▶ Written exercise
List every line of the rows below that contains the string "white", copying each line in full. Case counts.

▶ Data shown
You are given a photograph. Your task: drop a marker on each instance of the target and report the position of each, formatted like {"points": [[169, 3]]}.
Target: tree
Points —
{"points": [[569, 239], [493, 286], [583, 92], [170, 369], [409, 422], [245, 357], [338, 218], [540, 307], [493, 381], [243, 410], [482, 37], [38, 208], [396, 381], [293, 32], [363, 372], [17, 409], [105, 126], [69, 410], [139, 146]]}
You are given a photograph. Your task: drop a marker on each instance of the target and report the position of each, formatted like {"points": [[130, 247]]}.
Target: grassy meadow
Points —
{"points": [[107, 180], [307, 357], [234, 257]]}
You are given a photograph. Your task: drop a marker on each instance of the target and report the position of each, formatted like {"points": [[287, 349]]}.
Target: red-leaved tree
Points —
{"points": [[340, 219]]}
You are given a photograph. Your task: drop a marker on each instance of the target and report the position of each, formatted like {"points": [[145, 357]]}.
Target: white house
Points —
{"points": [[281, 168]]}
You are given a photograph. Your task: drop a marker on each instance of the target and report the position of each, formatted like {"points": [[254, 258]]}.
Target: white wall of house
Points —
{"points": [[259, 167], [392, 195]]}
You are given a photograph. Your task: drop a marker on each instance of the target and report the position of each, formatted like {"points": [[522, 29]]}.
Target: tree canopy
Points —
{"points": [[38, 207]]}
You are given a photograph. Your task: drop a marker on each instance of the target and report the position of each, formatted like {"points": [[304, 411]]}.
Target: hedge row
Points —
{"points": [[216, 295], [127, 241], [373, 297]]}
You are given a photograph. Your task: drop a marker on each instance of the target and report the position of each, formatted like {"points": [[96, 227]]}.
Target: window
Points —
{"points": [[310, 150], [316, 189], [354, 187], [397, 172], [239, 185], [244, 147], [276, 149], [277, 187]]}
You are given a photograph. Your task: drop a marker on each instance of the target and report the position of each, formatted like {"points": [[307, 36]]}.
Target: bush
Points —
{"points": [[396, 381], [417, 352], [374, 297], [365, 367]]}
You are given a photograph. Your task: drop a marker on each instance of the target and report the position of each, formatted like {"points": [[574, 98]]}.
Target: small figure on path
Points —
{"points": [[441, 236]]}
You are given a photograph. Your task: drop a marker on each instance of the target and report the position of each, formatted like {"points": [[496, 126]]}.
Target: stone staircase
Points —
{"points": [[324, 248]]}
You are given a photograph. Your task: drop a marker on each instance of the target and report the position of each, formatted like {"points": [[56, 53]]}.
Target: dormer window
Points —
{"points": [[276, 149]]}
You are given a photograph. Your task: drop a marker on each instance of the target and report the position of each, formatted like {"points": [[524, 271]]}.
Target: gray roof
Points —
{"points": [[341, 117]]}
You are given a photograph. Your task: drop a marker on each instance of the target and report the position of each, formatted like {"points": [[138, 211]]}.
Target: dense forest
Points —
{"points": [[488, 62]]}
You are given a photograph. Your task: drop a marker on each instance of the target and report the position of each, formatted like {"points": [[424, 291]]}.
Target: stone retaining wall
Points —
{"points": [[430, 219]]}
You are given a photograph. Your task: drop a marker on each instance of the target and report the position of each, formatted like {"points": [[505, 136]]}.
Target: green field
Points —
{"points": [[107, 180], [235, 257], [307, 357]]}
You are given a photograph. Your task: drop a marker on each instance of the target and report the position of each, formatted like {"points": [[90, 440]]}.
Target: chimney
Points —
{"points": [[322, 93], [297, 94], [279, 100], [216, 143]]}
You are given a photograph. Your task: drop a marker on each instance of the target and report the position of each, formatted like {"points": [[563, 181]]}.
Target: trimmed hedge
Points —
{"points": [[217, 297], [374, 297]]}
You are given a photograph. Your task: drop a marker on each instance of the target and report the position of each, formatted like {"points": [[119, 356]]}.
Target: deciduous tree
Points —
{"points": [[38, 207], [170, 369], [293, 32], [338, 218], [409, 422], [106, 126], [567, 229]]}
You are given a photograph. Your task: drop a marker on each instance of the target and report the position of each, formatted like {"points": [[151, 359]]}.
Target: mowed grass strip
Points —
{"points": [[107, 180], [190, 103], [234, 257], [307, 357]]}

...

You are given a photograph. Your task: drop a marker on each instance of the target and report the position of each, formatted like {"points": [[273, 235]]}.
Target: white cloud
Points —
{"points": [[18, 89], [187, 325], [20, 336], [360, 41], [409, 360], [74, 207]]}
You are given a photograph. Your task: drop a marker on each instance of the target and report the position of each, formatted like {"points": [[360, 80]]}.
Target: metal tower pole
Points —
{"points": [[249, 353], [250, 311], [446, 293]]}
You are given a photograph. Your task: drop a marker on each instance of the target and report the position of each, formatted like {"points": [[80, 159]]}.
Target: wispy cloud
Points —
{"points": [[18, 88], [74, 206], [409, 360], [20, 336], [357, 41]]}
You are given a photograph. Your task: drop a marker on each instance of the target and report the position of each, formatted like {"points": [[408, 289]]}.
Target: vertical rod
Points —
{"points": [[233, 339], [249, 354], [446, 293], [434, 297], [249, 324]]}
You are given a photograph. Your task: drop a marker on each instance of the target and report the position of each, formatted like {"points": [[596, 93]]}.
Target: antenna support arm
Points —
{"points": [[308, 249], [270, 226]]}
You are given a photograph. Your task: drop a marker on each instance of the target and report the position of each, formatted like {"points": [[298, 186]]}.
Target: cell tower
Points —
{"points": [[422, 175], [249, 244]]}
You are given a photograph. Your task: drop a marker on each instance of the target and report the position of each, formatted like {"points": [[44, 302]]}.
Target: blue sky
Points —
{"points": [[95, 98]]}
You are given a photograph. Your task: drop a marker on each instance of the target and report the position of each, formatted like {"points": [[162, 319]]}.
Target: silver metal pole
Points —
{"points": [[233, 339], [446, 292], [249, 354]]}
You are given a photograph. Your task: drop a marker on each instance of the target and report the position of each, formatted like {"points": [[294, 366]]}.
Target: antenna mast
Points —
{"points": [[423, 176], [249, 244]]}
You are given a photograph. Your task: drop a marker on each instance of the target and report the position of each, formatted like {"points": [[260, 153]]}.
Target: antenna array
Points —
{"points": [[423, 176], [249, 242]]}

▶ Finished answer
Target: white house
Target: white wall of house
Target: white cloud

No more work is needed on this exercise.